_Data extract_
* * * *
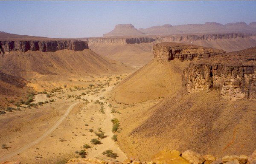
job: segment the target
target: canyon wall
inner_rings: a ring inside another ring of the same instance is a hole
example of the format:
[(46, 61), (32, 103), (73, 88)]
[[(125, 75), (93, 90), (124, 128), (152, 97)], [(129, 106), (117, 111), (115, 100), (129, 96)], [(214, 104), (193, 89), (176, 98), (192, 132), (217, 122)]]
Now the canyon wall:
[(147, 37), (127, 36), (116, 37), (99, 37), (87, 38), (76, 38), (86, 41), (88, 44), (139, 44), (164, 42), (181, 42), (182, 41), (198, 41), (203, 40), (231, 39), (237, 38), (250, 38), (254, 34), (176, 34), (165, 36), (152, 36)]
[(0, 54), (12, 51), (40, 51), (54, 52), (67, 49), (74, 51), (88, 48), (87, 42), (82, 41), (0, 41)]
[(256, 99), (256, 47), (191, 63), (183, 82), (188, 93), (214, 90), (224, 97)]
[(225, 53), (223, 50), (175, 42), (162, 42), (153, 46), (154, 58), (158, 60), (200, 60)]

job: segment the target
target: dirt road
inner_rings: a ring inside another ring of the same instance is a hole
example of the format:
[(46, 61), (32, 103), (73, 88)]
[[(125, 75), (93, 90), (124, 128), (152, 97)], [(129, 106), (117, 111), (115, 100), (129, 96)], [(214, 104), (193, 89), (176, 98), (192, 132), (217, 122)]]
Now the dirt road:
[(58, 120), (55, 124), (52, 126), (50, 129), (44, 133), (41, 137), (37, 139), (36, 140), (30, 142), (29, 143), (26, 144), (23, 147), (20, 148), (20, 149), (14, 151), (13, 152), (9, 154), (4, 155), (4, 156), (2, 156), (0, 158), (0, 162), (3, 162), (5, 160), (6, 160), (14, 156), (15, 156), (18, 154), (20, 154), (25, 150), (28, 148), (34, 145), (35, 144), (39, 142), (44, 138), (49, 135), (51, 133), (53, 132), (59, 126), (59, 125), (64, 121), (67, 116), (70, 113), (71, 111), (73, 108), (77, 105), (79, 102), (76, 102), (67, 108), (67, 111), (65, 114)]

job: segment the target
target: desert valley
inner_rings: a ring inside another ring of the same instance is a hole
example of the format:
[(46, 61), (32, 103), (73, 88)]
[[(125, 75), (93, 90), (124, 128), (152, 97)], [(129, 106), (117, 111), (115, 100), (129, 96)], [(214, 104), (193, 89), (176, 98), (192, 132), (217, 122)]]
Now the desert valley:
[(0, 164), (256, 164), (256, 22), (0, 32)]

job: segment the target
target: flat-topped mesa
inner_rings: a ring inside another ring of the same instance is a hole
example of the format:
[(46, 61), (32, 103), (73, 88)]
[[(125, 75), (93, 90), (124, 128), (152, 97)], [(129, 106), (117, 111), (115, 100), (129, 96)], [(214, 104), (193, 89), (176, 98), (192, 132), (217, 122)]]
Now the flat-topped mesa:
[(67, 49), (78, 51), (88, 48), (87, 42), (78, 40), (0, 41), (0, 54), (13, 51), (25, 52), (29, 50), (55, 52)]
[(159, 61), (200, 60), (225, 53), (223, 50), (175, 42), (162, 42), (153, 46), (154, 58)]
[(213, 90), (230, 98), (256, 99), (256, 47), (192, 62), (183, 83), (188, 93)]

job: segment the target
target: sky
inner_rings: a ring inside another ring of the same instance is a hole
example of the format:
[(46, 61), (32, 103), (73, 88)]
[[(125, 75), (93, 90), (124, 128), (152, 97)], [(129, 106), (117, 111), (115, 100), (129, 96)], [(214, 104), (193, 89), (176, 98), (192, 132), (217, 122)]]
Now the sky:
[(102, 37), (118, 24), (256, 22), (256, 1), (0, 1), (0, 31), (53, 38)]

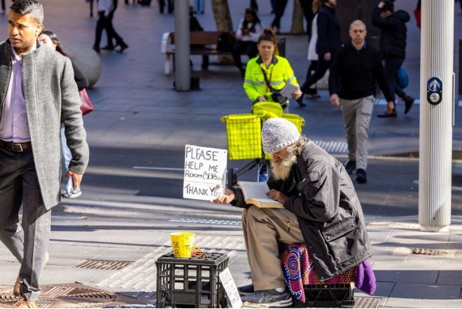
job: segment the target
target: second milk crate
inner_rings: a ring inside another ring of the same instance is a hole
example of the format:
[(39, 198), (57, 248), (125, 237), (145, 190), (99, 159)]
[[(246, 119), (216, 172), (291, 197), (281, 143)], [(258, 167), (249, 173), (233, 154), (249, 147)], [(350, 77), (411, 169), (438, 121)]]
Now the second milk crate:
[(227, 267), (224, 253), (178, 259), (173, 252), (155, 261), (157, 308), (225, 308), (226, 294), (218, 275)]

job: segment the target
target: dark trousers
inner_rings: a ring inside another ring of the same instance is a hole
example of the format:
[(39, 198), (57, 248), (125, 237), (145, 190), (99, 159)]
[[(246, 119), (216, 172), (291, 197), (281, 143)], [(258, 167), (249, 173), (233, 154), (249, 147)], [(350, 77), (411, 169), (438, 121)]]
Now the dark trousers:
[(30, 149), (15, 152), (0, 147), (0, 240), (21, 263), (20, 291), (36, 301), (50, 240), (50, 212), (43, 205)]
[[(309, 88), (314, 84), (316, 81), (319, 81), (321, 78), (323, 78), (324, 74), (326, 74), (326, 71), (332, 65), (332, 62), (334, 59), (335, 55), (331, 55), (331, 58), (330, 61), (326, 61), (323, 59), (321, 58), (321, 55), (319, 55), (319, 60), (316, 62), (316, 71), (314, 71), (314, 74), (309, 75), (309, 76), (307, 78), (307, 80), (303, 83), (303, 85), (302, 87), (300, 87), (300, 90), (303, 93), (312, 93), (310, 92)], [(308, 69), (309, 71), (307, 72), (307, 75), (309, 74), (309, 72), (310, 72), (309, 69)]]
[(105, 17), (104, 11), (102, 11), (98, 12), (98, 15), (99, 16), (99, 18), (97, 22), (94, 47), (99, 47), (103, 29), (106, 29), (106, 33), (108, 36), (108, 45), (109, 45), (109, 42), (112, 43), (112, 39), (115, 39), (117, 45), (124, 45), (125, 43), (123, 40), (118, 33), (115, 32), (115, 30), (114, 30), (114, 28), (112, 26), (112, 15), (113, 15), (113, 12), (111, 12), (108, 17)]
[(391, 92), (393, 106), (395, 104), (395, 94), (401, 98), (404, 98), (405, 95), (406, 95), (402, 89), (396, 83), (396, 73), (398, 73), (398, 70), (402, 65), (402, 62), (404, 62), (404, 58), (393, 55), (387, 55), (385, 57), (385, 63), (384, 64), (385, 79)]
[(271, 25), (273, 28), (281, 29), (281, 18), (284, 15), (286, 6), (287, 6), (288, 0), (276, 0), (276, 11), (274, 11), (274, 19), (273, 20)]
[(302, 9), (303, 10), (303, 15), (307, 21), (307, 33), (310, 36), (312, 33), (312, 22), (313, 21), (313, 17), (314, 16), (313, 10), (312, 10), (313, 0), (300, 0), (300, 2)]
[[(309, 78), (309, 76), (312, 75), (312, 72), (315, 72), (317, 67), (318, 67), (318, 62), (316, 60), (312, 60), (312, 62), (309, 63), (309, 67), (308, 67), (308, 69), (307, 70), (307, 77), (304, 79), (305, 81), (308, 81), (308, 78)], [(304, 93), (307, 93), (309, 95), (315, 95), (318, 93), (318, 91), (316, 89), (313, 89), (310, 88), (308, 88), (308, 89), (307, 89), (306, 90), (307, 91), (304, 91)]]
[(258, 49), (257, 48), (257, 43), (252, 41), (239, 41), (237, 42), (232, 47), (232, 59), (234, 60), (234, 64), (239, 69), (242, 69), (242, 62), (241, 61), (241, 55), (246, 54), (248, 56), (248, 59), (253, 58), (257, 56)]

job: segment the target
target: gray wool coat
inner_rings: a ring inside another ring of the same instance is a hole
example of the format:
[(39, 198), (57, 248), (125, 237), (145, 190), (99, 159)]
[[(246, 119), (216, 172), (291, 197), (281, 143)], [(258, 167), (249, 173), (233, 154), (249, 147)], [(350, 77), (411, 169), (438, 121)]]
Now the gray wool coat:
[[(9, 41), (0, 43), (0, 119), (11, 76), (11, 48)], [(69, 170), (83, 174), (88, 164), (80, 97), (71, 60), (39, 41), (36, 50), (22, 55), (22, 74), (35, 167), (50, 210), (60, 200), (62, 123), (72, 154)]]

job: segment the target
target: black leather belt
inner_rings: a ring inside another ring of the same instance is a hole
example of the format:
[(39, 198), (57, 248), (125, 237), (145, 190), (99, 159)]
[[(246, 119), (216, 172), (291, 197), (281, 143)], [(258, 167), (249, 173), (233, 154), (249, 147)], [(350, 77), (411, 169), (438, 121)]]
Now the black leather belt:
* * * *
_Set task_
Replace "dirt road" with "gravel road" in the records, starting at their beginning and ending at the line that contains "111), (65, 114)]". Give back only those lines, otherwise unchanged, and leave out the pictures.

_Task solution_
job: segment the target
target: canyon wall
inner_rings: a ring inside another ring of the same instance is a hole
example of the format:
[(46, 61), (32, 103), (73, 88)]
[[(125, 75), (93, 90), (124, 128), (152, 97)], [(129, 106), (117, 111), (115, 100), (129, 96)], [(214, 104), (193, 89), (176, 98), (192, 132), (217, 122)]]
Now the canyon wall:
[(147, 37), (127, 36), (116, 37), (99, 37), (87, 38), (76, 38), (86, 41), (88, 44), (139, 44), (164, 42), (181, 42), (182, 41), (198, 41), (203, 40), (231, 39), (237, 38), (250, 38), (254, 34), (176, 34), (165, 36), (152, 36)]
[(0, 54), (12, 51), (40, 51), (54, 52), (67, 49), (74, 51), (88, 48), (87, 42), (82, 41), (0, 41)]
[(256, 99), (256, 47), (191, 63), (183, 82), (188, 93), (214, 90), (224, 97)]
[(225, 53), (223, 50), (175, 42), (162, 42), (153, 46), (154, 58), (158, 60), (200, 60)]

job: segment the target
target: gravel road
inner_rings: a ring inside another ring of the same instance is a hole
example of the format:
[(46, 61), (32, 103), (73, 88)]
[[(125, 75), (93, 90), (124, 128), (152, 97)], [(129, 106), (117, 111), (115, 100), (129, 96)], [(214, 104), (193, 89), (176, 98), (192, 132), (217, 122)]]
Now the gravel road:
[(58, 120), (55, 124), (52, 126), (50, 129), (44, 133), (41, 137), (37, 139), (36, 140), (30, 142), (29, 143), (26, 144), (23, 147), (20, 148), (20, 149), (14, 151), (13, 152), (9, 154), (4, 155), (4, 156), (2, 156), (0, 158), (0, 162), (3, 162), (5, 160), (6, 160), (14, 156), (15, 156), (18, 154), (20, 154), (25, 150), (28, 148), (34, 145), (35, 144), (39, 142), (44, 138), (49, 135), (51, 133), (53, 132), (59, 126), (59, 125), (64, 121), (67, 116), (70, 113), (71, 111), (73, 108), (77, 105), (79, 102), (76, 102), (67, 108), (67, 111), (65, 114)]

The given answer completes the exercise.